- [Material shown]:
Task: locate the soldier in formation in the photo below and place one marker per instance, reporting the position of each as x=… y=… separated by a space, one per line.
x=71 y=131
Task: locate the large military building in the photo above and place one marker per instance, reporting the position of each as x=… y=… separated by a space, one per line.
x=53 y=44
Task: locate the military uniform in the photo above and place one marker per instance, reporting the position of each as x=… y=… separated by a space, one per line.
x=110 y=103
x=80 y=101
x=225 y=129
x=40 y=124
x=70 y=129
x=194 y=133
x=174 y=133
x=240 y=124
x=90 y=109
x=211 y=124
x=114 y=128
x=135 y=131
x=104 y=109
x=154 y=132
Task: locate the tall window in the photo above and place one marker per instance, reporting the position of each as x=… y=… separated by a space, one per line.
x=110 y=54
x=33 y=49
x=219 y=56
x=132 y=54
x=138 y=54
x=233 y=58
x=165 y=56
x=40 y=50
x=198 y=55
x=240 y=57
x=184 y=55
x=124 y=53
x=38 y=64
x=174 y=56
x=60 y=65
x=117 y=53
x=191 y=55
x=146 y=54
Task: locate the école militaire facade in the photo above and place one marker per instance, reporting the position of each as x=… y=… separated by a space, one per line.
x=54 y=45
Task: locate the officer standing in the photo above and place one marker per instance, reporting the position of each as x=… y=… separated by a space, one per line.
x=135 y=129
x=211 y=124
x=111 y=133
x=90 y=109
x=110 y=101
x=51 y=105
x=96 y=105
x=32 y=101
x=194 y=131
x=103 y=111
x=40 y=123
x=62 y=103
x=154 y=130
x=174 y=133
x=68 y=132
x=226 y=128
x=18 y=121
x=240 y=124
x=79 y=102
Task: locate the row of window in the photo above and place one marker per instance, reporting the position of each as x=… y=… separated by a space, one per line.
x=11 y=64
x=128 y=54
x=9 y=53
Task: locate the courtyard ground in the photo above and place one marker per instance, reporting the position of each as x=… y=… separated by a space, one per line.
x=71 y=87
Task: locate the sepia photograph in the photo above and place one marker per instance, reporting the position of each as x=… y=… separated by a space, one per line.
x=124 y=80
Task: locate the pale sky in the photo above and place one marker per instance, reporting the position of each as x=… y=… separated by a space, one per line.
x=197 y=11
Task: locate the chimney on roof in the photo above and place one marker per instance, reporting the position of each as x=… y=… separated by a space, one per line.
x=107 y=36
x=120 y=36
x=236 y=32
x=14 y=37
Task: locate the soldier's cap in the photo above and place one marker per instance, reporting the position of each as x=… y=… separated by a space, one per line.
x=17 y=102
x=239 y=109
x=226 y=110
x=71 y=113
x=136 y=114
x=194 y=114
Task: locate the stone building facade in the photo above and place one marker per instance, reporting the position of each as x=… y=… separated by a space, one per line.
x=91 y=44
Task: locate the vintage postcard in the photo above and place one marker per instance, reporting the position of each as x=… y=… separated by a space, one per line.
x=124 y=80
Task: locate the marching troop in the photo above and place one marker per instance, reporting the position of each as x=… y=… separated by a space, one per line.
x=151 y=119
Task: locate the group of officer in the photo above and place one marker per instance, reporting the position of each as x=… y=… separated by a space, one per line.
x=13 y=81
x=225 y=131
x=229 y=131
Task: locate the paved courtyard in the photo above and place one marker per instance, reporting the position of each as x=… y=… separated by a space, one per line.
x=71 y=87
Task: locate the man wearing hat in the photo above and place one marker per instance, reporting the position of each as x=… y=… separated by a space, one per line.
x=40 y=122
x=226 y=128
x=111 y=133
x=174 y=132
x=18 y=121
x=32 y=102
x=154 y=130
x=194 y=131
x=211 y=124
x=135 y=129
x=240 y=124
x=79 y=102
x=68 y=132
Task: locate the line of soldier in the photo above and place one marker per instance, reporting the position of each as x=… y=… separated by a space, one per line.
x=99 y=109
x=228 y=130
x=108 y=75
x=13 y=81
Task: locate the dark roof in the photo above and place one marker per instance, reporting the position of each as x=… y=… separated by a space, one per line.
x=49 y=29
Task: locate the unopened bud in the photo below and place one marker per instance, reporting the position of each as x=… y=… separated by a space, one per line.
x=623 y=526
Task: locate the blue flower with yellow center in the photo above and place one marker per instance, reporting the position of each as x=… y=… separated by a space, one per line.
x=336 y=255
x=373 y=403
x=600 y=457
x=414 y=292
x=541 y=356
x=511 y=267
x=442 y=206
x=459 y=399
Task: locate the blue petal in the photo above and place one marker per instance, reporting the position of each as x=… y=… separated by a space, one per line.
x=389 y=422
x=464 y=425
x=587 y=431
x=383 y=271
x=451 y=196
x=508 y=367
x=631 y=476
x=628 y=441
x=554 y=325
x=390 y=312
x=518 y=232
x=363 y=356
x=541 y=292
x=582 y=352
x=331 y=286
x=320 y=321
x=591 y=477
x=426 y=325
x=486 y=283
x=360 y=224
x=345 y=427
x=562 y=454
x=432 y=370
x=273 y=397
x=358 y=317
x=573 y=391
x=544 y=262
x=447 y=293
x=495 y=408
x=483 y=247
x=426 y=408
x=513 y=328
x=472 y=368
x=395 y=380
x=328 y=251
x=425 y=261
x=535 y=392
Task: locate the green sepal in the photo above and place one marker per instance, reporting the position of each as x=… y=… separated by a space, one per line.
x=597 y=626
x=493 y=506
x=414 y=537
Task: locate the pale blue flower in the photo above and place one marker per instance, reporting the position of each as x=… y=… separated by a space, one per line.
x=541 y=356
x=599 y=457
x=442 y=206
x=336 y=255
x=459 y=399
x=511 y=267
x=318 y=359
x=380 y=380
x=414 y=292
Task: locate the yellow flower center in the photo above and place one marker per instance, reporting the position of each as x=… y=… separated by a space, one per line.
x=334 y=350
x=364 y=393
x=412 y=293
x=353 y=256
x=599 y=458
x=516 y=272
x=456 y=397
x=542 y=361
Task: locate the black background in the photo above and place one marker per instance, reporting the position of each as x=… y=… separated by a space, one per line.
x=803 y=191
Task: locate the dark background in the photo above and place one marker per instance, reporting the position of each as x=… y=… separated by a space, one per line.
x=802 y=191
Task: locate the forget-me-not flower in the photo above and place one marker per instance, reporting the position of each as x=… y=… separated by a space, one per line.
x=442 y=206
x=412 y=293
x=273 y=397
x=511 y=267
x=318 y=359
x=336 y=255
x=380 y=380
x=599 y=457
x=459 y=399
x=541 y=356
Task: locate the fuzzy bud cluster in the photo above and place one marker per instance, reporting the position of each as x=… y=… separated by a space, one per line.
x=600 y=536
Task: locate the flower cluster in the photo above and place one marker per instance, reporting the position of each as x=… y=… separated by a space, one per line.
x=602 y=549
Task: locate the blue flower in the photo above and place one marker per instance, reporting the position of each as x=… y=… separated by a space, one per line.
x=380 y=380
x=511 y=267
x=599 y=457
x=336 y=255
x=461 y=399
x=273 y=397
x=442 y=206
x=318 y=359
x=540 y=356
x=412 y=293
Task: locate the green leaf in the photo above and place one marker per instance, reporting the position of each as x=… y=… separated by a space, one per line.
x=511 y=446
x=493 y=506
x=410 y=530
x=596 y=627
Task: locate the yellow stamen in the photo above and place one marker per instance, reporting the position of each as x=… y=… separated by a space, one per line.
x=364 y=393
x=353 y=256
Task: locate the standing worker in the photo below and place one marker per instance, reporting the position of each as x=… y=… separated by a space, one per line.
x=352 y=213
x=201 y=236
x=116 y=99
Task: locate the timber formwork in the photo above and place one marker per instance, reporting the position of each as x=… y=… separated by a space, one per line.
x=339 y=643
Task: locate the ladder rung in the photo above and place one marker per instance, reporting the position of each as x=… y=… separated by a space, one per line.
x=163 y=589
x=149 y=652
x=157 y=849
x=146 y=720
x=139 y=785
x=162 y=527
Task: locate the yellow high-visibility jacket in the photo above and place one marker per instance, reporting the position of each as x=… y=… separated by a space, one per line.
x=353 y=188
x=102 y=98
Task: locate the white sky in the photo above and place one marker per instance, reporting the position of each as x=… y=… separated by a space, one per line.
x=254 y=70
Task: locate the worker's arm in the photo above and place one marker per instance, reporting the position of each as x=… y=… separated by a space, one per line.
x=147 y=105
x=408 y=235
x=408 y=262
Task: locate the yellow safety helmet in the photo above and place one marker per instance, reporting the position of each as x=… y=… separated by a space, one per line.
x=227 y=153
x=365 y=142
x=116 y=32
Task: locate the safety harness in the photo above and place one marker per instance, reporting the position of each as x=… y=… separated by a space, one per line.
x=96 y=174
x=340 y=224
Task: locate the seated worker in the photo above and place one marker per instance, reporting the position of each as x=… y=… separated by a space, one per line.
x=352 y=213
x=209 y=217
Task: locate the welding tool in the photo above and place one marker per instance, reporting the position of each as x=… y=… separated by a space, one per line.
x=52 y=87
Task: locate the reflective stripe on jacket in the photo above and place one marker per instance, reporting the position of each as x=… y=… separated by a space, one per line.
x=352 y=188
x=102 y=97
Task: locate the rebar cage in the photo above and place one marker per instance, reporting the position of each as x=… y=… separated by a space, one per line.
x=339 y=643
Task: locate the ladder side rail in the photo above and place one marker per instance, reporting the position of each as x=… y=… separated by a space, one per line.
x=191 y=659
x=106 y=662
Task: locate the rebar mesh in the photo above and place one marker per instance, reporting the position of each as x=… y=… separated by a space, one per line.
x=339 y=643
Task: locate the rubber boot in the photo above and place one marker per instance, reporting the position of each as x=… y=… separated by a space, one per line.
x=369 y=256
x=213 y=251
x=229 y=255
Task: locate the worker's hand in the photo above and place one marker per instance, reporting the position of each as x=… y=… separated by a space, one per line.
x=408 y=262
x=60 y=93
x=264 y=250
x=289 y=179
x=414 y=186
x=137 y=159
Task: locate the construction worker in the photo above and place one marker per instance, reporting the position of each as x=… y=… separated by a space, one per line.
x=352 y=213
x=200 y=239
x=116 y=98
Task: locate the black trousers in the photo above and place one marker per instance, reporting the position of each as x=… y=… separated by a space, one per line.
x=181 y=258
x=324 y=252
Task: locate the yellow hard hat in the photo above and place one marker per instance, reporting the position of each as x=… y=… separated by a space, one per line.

- [Work task]: Reply with the lines from the one that contains "Task: locate the rubber" through the last line of the material above, copied exactly and nothing else.

- [Solution to the exercise]:
Task: locate the rubber boot in the photo above and place one marker per instance, reporting the position of each as x=… y=… separated by a space, one per line.
x=369 y=256
x=213 y=251
x=229 y=255
Task: locate the worker's hand in the photo above and place one marker per instance, reporting the position of each as x=… y=… separated by a space, one per line.
x=408 y=262
x=60 y=93
x=264 y=250
x=289 y=179
x=414 y=186
x=137 y=159
Task: locate the construction worker in the photo above and place one marker per instance, reporting the position of each as x=… y=… separated by a space, one per line.
x=352 y=213
x=200 y=239
x=116 y=98
Task: locate the black trousers in the photo above and place one marker per instance, reporting the position of each as x=… y=… separated by a space, one per line.
x=181 y=258
x=324 y=252
Task: locate the yellow hard hat in the photo above and place one marker per instance, reporting the position of each as x=… y=… separated by a space, one per line.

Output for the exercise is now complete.